▶ EXERCISE DIRECTIONS
For the entries below, count the lines that contain the word "sheer" and reply with that number only.

[Dataset entries]
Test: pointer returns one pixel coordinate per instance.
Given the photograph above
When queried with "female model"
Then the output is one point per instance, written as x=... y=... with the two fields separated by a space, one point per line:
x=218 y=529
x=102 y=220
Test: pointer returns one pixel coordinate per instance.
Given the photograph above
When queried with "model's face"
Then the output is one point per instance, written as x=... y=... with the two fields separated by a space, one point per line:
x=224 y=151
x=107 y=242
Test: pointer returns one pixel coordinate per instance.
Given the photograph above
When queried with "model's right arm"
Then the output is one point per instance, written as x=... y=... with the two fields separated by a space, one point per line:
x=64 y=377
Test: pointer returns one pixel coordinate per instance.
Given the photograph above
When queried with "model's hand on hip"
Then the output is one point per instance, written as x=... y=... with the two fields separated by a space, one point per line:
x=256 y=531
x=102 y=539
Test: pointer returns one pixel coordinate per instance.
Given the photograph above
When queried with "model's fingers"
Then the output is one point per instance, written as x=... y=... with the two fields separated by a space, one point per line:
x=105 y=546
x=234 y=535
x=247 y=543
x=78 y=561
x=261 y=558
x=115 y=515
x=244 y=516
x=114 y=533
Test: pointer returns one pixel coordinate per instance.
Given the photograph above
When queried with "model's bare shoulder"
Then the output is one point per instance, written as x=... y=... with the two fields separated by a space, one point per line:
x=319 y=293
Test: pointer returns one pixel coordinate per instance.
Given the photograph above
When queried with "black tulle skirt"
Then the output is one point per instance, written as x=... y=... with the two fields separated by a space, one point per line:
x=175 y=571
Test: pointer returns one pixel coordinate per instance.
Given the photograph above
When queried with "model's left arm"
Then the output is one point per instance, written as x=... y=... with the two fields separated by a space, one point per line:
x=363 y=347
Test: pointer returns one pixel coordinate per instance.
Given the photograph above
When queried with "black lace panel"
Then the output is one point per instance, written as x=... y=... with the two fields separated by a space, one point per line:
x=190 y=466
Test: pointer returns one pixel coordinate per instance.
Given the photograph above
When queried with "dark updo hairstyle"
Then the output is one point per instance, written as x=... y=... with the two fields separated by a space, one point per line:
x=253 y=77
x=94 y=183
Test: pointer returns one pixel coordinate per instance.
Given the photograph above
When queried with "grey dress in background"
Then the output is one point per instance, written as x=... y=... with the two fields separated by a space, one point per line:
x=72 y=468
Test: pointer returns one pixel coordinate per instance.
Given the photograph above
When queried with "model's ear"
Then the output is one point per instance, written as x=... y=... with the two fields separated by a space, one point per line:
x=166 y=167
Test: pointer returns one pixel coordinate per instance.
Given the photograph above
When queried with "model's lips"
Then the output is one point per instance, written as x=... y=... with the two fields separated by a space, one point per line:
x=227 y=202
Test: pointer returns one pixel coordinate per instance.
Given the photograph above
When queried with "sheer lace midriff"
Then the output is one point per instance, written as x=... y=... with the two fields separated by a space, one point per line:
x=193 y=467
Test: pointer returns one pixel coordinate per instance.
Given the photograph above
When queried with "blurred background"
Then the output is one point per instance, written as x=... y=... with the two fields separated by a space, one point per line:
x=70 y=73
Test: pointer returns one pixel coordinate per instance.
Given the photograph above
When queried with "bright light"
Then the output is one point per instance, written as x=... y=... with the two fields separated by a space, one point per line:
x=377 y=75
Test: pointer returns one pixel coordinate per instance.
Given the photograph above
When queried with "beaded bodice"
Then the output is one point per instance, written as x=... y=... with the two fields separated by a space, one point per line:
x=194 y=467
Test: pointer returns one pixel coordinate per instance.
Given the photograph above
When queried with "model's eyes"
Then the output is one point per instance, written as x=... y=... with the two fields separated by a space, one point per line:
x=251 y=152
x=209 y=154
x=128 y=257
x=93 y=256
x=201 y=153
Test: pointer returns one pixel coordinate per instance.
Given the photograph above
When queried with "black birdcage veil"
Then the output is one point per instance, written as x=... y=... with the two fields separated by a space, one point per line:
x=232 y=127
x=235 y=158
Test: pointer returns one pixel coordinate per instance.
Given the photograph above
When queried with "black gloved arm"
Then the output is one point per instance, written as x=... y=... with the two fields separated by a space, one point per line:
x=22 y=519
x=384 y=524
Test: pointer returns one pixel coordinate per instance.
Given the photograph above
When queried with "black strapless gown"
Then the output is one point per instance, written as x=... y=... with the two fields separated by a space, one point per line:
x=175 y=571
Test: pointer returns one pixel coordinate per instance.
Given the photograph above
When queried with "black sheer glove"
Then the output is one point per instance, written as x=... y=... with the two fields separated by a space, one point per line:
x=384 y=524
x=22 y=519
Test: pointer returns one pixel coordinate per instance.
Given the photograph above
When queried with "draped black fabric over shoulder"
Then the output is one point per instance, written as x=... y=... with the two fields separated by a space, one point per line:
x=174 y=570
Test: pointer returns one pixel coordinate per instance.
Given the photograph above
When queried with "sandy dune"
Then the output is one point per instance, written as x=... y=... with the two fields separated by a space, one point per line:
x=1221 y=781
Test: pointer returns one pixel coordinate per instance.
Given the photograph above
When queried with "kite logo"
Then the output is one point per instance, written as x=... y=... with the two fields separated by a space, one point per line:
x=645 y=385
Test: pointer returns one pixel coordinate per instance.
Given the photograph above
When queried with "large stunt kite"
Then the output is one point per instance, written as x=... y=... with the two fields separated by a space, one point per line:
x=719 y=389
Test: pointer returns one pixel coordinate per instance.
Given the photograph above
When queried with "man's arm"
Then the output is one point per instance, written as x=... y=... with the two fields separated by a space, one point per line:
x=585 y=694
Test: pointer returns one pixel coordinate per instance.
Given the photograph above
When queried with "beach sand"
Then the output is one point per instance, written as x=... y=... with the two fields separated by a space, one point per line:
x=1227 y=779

▶ RESULT FOR THIS TASK
2